EXERCISE GOAL: Count the lines in the rows below that contain the string "target", treating capital and lowercase letters as distinct. Reply with only the number.

─── AVAILABLE DATA

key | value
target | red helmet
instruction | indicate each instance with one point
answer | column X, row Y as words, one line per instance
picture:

──────
─── AVAILABLE DATA

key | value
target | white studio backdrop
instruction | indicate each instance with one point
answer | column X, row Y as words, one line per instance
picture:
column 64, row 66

──────

EXPECTED OUTPUT: 2